→ **Try it**
Repeat the listing in full, exactly as it stands.

→ **Dataset entries**

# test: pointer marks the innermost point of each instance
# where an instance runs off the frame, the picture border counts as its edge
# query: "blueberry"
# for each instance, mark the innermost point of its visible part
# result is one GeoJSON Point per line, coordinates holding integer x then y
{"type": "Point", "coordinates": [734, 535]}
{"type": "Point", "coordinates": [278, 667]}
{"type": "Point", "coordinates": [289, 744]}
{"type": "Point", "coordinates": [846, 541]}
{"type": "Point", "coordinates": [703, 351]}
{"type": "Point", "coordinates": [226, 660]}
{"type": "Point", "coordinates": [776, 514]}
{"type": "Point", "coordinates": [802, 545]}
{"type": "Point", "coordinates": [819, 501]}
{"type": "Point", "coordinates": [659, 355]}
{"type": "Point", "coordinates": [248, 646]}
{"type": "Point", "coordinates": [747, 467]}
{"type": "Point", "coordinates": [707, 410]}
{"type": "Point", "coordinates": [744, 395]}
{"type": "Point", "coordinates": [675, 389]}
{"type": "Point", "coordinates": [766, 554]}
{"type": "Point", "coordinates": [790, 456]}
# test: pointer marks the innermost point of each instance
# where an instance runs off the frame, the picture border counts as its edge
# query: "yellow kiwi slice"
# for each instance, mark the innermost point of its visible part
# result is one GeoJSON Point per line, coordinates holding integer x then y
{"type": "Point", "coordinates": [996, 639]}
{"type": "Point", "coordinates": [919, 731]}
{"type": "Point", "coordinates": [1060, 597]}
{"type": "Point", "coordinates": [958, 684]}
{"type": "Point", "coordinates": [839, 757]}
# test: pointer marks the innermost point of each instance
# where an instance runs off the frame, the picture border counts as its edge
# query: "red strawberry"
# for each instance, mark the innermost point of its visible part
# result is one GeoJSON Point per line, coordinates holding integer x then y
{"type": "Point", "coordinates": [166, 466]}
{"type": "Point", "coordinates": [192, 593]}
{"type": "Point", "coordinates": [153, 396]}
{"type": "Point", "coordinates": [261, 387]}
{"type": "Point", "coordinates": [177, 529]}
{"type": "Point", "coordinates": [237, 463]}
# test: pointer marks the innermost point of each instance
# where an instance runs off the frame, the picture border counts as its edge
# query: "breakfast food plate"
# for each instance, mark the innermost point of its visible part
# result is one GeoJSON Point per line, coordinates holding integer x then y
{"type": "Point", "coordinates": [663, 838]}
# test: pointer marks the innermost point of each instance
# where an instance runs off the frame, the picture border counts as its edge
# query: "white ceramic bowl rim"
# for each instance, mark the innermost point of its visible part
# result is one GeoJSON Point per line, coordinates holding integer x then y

→ **Completed exercise**
# test: pointer marks the innermost point of each instance
# where an instance runs off the frame, the picture border counts as its edge
# query: "blueberry"
# for each instance, mark the innermost point of its visible part
# result is one GeoJSON Point per line, coordinates holding integer x then y
{"type": "Point", "coordinates": [734, 535]}
{"type": "Point", "coordinates": [278, 667]}
{"type": "Point", "coordinates": [289, 744]}
{"type": "Point", "coordinates": [846, 541]}
{"type": "Point", "coordinates": [703, 351]}
{"type": "Point", "coordinates": [226, 660]}
{"type": "Point", "coordinates": [776, 514]}
{"type": "Point", "coordinates": [802, 545]}
{"type": "Point", "coordinates": [819, 501]}
{"type": "Point", "coordinates": [659, 355]}
{"type": "Point", "coordinates": [248, 646]}
{"type": "Point", "coordinates": [747, 467]}
{"type": "Point", "coordinates": [707, 410]}
{"type": "Point", "coordinates": [744, 395]}
{"type": "Point", "coordinates": [675, 389]}
{"type": "Point", "coordinates": [766, 554]}
{"type": "Point", "coordinates": [790, 456]}
# test: pointer marks the innermost point of each instance
# where an instance runs off the frame, the picture border counts as its edge
# query: "yellow kiwi slice"
# for each instance, mark the innermost point of its visible part
# result is one GeoJSON Point per line, coordinates holding integer x then y
{"type": "Point", "coordinates": [996, 639]}
{"type": "Point", "coordinates": [919, 731]}
{"type": "Point", "coordinates": [1060, 597]}
{"type": "Point", "coordinates": [958, 684]}
{"type": "Point", "coordinates": [839, 757]}
# test: pointer marks the innermost point of each instance
# where an instance runs off the frame, the picture border counts as its edge
# query: "red strawberry"
# for each instance, mark the innermost point of its visible part
# result is one GeoJSON Point per line, coordinates holding integer x then y
{"type": "Point", "coordinates": [166, 466]}
{"type": "Point", "coordinates": [192, 593]}
{"type": "Point", "coordinates": [153, 396]}
{"type": "Point", "coordinates": [261, 387]}
{"type": "Point", "coordinates": [177, 529]}
{"type": "Point", "coordinates": [237, 463]}
# test: pointer marks the innermost point of each instance
# where an instance runs off the frame, the picture border counts as its edge
# query: "breakfast food plate"
# for each instance, mark the innermost point of its visible part
# result is one GeoJSON Point per line, coordinates holding integer x then y
{"type": "Point", "coordinates": [663, 838]}
# test: pointer marks the innermost point of each instance
# where an instance runs off the frame, the picture border counts as its edge
# query: "white ceramic bowl rim"
# for each instance, mark the innermost point of its visible part
# result is one GeoJSON Point per line, coordinates holding integer x then y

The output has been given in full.